» Task to carry out
Only lines with the string "hook" are wanted. Pull them out of the data.

» Material to process
"""

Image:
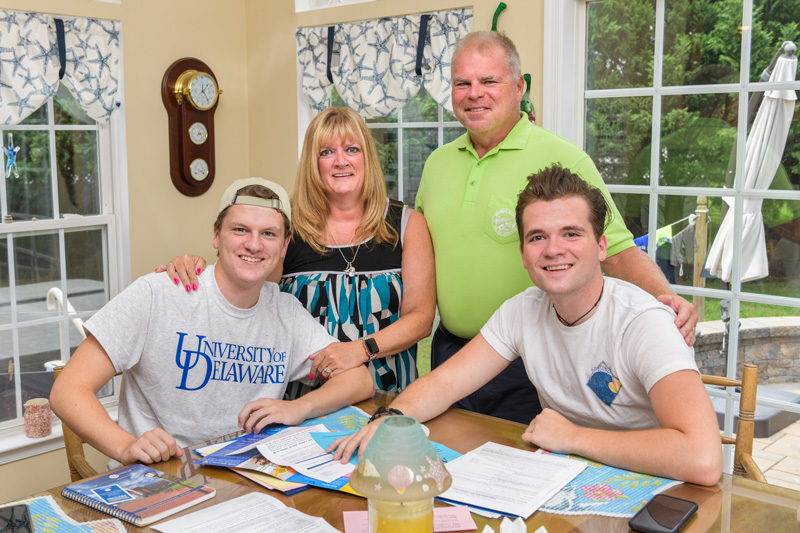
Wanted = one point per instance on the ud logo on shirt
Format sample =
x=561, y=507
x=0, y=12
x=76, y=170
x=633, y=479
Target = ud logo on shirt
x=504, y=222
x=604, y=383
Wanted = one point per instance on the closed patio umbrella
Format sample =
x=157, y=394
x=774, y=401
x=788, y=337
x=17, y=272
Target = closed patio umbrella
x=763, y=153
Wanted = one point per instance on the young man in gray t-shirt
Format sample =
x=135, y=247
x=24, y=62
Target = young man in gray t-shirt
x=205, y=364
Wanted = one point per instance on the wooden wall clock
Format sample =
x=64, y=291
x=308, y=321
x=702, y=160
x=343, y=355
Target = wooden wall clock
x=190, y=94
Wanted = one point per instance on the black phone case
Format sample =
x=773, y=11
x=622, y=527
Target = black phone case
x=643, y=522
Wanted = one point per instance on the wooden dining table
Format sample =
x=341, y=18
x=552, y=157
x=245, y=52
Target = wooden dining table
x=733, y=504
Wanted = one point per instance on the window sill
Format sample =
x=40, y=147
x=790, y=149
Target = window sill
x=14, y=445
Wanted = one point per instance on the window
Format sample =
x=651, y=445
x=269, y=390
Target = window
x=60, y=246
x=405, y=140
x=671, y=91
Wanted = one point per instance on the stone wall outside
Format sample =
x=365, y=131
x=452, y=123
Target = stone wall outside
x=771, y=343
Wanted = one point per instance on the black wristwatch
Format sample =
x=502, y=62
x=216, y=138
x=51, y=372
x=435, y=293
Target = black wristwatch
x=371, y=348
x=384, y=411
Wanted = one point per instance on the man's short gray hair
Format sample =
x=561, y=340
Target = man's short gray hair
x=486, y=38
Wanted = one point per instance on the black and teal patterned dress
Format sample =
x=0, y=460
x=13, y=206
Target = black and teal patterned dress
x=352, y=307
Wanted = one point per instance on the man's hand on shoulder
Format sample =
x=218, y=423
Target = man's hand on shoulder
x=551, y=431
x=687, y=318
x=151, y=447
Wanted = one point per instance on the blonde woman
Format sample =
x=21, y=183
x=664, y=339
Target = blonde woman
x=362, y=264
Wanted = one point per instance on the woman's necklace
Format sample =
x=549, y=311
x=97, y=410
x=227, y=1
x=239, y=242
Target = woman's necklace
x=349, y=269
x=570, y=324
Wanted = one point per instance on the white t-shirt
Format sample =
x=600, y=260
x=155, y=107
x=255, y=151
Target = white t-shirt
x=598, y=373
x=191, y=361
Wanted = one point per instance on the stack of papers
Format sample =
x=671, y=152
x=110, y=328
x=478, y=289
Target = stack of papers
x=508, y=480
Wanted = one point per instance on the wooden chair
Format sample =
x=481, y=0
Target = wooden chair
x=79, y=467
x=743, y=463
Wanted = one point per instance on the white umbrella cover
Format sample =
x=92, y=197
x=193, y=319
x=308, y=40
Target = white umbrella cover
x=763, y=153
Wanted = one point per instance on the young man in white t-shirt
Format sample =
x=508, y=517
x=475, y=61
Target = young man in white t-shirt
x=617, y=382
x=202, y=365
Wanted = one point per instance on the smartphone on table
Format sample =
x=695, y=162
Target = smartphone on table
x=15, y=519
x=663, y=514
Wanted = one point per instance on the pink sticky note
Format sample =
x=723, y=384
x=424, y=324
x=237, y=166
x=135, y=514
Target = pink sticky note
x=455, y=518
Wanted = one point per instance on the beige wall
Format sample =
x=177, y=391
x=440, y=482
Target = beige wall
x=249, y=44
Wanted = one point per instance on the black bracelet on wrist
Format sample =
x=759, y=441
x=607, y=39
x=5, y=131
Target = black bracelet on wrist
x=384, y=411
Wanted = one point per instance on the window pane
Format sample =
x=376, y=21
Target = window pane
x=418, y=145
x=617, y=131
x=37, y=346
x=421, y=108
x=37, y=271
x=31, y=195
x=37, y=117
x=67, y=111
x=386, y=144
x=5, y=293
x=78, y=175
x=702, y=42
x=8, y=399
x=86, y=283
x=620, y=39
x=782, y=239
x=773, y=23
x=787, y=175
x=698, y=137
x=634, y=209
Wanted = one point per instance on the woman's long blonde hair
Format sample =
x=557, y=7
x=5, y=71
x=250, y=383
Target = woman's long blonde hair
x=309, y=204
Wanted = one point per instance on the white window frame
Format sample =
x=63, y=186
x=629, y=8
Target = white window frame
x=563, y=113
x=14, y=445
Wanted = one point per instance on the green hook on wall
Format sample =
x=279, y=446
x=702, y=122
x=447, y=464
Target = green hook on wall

"""

» Solution to the exercise
Wanted = one point per instance on the green hook on wall
Target = green hook on wall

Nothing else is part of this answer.